Say nothing but the number of lines below in which the string "raspberry" appears.

*** Opening of GIVEN INFORMATION ***

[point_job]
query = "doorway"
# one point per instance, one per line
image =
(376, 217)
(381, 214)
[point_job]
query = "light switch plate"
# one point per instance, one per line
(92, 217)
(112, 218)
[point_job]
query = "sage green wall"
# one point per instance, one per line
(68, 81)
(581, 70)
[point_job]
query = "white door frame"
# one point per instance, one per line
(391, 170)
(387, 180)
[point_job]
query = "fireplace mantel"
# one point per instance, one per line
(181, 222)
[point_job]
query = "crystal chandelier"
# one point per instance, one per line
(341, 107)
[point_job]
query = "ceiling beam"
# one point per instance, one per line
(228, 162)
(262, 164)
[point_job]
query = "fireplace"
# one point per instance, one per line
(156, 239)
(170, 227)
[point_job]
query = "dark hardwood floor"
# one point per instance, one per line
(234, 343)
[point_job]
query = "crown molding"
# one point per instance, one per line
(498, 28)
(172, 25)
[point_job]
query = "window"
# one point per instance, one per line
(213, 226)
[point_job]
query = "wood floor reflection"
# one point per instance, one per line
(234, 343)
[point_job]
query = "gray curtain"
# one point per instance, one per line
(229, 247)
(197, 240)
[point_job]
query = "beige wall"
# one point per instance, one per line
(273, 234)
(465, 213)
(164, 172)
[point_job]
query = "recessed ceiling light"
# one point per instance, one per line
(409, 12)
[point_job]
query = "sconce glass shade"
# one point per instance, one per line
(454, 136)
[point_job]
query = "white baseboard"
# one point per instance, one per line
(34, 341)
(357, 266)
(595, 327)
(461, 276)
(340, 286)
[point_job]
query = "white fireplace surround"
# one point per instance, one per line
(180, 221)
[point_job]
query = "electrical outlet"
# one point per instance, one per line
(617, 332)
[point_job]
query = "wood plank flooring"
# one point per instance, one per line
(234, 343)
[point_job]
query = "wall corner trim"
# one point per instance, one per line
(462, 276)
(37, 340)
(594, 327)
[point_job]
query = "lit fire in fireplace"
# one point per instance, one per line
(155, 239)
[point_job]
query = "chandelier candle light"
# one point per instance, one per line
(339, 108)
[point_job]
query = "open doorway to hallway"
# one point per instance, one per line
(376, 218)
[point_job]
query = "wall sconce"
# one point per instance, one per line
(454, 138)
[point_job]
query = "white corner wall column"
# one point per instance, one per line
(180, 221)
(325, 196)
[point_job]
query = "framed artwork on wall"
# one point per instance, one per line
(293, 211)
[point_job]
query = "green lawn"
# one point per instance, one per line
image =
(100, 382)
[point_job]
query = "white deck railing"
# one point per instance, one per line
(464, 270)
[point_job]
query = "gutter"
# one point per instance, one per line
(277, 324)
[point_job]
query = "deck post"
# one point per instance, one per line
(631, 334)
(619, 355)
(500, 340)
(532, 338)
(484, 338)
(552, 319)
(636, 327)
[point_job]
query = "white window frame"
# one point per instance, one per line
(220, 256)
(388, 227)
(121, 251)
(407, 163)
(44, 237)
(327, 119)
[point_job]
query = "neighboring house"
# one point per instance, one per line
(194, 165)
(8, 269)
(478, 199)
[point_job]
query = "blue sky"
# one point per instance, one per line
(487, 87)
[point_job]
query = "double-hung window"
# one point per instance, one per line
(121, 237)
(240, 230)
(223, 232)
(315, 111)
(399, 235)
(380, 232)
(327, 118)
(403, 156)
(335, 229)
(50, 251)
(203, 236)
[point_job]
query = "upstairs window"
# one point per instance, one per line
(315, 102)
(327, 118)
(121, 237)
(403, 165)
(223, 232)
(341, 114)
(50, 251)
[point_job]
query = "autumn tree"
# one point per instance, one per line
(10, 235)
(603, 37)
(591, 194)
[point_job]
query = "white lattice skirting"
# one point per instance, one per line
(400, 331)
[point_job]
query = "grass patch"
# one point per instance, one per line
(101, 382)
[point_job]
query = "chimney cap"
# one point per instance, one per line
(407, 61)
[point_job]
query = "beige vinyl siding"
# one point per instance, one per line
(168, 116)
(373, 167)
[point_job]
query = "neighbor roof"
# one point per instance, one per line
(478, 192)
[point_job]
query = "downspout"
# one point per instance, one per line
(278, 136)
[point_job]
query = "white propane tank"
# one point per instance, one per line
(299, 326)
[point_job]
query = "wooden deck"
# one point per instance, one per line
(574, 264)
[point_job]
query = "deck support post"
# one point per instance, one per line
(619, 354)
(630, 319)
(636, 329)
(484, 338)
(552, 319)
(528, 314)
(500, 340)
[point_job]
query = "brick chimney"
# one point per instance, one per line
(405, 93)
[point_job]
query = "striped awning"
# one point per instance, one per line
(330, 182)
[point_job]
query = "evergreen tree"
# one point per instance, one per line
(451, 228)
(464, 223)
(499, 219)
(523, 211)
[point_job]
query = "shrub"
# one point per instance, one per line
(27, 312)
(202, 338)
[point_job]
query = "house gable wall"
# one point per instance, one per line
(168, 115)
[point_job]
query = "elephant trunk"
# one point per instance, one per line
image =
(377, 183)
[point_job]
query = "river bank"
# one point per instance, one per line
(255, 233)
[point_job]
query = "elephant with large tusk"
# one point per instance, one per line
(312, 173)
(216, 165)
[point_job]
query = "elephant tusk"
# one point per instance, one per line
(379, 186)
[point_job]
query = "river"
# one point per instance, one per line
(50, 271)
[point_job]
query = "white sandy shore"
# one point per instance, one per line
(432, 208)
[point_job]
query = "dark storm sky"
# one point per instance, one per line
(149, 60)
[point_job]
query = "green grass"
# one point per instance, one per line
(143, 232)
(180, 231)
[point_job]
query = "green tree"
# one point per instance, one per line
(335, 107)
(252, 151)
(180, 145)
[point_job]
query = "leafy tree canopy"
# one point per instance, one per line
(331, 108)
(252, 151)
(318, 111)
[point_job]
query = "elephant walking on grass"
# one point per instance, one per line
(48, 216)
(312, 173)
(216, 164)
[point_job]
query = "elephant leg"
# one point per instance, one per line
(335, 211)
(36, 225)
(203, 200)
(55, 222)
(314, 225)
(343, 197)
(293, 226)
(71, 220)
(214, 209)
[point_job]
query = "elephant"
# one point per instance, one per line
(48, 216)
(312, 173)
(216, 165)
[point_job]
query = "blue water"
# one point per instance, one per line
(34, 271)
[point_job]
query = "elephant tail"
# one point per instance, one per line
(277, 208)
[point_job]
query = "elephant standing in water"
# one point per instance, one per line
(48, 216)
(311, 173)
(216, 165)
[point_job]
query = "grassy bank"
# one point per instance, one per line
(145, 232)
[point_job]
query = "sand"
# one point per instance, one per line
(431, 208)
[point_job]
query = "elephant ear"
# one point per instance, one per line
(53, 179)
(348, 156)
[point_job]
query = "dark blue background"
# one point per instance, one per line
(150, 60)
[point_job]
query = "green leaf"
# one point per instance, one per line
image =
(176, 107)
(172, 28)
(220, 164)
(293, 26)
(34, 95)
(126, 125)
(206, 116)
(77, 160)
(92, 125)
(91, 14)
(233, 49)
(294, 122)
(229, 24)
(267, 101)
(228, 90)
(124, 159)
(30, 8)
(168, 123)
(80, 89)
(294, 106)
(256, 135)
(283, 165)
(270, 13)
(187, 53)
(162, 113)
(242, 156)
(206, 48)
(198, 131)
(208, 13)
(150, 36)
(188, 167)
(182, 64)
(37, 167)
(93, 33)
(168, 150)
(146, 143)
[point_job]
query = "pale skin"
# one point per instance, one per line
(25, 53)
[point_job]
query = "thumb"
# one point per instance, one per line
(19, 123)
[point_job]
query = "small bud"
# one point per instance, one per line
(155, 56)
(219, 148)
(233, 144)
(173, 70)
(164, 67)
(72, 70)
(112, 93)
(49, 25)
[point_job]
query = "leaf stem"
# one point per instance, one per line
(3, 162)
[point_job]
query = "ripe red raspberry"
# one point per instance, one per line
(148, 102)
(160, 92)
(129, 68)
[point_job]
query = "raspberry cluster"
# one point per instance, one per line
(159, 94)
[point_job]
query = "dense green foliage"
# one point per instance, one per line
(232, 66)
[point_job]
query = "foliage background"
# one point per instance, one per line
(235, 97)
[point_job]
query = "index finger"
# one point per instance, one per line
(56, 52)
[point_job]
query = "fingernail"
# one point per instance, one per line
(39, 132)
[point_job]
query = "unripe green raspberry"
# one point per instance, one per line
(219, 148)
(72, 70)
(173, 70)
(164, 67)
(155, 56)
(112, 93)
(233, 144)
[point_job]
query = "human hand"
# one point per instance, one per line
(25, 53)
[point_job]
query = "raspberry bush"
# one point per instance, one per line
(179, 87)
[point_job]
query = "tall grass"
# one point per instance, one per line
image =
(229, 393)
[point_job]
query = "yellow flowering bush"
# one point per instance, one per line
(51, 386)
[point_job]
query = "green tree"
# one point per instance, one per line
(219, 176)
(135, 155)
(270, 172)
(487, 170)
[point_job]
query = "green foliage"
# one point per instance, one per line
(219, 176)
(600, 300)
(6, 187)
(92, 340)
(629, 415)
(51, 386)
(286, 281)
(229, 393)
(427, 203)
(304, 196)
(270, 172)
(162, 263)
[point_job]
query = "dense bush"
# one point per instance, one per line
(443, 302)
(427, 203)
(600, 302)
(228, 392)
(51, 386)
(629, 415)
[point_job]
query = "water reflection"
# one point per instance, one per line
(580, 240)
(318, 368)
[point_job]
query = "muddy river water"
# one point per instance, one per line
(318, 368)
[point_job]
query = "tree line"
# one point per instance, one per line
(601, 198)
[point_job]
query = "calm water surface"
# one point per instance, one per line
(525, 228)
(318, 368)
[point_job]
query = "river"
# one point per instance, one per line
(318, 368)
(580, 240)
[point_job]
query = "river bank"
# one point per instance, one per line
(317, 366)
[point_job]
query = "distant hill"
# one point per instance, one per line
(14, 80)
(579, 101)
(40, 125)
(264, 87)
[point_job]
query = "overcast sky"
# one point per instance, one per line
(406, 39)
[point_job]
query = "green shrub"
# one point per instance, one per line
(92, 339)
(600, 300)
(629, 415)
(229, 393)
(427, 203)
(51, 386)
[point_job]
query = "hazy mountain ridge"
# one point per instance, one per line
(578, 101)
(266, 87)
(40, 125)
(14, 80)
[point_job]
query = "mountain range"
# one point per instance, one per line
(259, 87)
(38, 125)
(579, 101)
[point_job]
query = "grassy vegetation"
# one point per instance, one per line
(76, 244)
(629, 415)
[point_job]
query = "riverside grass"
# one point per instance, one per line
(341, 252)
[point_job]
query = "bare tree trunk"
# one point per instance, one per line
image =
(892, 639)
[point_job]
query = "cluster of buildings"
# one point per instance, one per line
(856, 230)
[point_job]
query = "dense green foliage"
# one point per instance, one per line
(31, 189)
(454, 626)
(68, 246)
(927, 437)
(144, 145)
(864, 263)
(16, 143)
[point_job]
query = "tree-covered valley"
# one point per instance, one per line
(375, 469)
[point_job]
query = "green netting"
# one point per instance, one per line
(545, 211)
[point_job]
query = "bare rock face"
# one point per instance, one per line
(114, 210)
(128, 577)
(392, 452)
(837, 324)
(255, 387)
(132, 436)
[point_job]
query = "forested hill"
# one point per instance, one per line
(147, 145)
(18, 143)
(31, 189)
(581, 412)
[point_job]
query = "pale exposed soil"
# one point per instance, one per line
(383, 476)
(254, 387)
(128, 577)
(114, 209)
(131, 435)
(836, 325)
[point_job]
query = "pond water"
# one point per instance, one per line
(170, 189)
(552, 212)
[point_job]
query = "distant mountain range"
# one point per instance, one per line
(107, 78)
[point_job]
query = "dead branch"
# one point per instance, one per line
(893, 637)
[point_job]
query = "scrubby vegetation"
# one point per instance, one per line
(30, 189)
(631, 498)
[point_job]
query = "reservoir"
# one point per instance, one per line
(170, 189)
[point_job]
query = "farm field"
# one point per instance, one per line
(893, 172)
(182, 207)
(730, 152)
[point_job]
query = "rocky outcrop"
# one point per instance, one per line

*** Close of GIVEN INFORMATION ***

REPLY TO THE TASK: 4